***** Task data *****

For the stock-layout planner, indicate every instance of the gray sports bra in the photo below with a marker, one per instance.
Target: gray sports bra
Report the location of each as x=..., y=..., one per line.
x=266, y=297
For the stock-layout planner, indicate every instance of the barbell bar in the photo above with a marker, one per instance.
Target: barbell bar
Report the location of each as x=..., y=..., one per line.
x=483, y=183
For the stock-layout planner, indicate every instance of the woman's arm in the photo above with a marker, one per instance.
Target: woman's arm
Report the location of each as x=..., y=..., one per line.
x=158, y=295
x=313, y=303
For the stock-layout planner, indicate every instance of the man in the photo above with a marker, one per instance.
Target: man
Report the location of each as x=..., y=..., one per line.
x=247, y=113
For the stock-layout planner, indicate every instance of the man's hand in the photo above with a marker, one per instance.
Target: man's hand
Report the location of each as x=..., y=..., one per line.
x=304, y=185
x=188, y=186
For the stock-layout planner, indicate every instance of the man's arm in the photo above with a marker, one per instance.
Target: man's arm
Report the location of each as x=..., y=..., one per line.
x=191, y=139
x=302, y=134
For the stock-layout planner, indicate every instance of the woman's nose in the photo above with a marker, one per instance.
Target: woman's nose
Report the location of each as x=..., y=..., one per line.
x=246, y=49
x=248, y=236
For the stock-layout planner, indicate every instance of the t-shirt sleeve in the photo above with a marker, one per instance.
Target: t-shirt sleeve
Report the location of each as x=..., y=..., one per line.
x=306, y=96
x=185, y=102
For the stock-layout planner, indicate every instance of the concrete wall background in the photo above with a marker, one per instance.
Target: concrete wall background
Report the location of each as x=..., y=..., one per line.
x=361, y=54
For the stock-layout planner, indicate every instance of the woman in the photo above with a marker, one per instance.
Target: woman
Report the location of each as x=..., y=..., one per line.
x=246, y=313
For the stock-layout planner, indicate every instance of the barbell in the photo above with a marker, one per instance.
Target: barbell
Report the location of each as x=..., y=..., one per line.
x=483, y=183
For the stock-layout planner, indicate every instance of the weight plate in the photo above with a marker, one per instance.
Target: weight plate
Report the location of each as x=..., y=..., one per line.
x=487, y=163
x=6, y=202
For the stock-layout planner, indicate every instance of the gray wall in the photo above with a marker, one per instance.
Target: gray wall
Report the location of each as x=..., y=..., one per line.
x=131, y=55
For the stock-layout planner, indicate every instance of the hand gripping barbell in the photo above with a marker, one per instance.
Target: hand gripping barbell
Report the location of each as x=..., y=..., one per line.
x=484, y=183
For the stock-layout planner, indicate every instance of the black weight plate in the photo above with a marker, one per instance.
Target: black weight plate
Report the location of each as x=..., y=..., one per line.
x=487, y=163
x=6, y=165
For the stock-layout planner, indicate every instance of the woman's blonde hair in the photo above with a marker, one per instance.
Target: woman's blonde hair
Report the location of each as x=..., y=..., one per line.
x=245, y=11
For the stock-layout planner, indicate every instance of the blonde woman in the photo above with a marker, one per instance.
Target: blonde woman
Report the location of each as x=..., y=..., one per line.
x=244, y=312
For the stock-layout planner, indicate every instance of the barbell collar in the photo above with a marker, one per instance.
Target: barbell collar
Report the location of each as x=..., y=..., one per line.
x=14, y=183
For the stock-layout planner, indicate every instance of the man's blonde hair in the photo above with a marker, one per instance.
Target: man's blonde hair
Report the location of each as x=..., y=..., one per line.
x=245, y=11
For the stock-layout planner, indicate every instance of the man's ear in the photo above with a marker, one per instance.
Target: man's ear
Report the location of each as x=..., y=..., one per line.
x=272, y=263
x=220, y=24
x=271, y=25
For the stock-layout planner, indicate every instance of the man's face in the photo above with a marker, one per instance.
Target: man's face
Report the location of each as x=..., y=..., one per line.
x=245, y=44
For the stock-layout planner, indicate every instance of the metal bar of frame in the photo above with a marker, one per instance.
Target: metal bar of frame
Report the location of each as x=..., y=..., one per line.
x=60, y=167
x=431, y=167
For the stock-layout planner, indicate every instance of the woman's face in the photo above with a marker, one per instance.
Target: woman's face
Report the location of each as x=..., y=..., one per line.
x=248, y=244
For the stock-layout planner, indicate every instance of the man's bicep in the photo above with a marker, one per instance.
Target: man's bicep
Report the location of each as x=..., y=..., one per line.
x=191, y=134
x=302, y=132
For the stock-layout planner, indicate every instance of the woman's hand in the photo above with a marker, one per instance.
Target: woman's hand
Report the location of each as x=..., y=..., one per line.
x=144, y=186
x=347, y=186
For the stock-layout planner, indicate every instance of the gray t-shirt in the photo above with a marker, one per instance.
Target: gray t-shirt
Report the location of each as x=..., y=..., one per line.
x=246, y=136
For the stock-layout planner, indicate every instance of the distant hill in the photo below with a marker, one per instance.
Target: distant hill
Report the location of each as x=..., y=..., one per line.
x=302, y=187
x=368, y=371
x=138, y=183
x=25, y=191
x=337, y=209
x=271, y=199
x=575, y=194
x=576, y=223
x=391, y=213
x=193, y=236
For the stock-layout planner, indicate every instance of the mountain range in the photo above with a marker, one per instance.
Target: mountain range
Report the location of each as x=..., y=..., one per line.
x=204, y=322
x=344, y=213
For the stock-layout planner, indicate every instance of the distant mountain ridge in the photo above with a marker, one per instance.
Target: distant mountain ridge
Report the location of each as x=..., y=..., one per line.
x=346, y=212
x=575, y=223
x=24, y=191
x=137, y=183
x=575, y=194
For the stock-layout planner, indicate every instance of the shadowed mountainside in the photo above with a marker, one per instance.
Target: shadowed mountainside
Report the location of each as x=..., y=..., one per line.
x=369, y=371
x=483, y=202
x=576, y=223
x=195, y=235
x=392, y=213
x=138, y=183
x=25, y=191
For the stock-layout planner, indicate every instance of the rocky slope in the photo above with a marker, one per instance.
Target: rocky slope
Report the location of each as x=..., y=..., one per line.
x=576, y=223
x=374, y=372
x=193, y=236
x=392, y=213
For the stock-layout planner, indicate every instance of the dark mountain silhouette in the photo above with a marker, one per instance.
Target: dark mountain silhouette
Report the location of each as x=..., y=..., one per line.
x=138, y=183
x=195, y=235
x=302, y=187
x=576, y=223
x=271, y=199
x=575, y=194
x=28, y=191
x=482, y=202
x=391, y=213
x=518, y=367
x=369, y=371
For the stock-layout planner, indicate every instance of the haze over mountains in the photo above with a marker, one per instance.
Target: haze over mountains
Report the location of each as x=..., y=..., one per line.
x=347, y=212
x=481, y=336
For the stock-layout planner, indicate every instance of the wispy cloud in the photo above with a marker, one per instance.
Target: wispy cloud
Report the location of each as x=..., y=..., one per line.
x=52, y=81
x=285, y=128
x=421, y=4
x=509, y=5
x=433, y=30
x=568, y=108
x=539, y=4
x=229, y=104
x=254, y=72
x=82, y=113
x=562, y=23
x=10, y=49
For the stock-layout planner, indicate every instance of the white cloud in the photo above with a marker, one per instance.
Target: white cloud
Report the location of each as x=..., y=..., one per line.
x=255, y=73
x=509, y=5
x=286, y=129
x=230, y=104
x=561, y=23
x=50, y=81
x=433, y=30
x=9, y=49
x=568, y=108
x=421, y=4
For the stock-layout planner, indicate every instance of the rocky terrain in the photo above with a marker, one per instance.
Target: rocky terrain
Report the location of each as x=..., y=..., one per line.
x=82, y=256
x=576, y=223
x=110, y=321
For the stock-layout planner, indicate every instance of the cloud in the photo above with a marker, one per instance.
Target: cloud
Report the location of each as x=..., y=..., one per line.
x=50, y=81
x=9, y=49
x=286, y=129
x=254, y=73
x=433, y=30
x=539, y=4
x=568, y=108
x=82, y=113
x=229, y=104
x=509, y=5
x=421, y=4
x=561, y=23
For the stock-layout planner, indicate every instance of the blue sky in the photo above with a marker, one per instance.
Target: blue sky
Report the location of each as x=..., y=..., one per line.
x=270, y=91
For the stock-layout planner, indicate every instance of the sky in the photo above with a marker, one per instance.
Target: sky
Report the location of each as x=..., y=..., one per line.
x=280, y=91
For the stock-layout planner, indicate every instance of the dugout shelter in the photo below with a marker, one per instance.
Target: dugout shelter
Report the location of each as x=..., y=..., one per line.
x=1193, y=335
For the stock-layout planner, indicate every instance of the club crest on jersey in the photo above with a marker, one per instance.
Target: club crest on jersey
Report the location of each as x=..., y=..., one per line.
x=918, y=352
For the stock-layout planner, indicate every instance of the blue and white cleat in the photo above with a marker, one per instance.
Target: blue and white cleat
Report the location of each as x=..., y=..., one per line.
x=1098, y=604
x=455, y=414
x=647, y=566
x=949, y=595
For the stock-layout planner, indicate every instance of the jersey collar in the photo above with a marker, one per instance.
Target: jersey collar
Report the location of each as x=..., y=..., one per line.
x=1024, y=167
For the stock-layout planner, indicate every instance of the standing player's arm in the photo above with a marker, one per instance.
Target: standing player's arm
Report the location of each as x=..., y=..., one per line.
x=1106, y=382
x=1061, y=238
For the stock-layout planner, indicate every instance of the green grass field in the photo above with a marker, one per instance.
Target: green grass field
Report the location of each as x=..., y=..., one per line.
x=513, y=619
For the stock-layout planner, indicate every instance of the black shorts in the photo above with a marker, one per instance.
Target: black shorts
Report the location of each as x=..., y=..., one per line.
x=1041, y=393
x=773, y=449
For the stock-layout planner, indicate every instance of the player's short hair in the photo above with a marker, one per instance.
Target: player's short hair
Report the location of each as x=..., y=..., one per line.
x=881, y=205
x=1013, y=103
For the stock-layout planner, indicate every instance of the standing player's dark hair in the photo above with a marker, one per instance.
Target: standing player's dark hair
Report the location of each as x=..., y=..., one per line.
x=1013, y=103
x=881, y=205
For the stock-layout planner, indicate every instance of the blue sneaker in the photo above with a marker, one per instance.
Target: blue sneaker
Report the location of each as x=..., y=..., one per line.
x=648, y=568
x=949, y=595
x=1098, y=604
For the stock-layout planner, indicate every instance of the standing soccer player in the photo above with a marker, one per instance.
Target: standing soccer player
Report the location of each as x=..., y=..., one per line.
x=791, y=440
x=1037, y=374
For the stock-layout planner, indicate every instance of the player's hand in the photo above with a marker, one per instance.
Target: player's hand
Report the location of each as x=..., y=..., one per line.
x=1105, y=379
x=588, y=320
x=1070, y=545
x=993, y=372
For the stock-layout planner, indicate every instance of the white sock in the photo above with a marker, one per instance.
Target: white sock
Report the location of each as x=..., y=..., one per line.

*****

_Problem to work on:_
Please reproduce, word for word, the lines from the one containing "of the green" to the one containing "x=1037, y=374", including both of those lines.

_Task response:_
For the stock-layout planner, indicate every instance of the green grass field in the photo above with a marker, one per instance.
Target: green grass field
Report the location of each as x=..., y=..., one per line.
x=513, y=619
For the stock-layout planner, indicate every instance of the black shorts in the photo above with a marker, one per instance.
Target: black shorts
Report the location of each as x=..., y=..., one per line.
x=1041, y=393
x=773, y=449
For the stock-layout planner, indicate every instance of the player's short hair in the photo above with a marker, one per instance.
Target: player's short hair
Report the location of each as x=..., y=..., one per line.
x=881, y=205
x=1013, y=103
For the stock-layout planner, indicate every instance of the standing player's dark hair in the photo above with a marker, one per instance.
Target: standing player's dark hair
Report the location of each as x=..., y=..., one per line.
x=1013, y=103
x=881, y=205
For the stock-layout planner, indicate every instance of the blue sneaker in the photo above with a marker, one per instance.
Target: blue sneaker
Report the location of each as x=..., y=..., one per line.
x=648, y=568
x=949, y=595
x=1098, y=604
For the stock-layout planner, indicate every instance of the standing soccer player in the photo above with a marker, one per instance.
Target: standing soccer player
Report the location of each as x=..., y=..., one per line.
x=791, y=440
x=1037, y=374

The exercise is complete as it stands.